* **Stated task**
How would you put this sentence from the footballer biography below into Spanish: "On 28 June 2018, Gutiérrez joined Granada CF and returned to youth football."

* **Page excerpt**
═══

Cristian Gutiérrez Vizcaíno (born 30 November 2000) is a Spanish footballer who plays as a left winger for Málaga CF.

Club career
Born in Marbella, Málaga, Andalusia, Gutiérrez represented local sides CD Vázquez Cultural and CD Peña Los Compadres as a youth before making his senior debut with AD Pablo Picasso CF during the 2016–17 season, in Tercera Andaluza. In 2017, he moved to Marbella FC, also appearing with the first team in Segunda División B.

On 28 June 2018, Gutiérrez joined Granada CF and returned to youth football. He renewed his contract with the Nazaríes on 27 June of the following year, and subsequently started to feature with farm team CD Huétor Vega in Tercera División.

On 4 June 2020, Gutiérrez further extended his contract with Granada until 2022, and was loaned to Atzeneta UE in the third division on 11 September. Upon returning in June 2021, he was assigned to the reserves in Segunda División RFEF.

═══

* **Material**

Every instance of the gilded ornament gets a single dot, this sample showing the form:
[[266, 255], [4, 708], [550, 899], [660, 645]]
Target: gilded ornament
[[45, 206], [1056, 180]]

═══

* **Result for this exercise**
El 28 de junio de 2018, Gutiérrez fichó por el Granada CF y regresó al fútbol juvenil.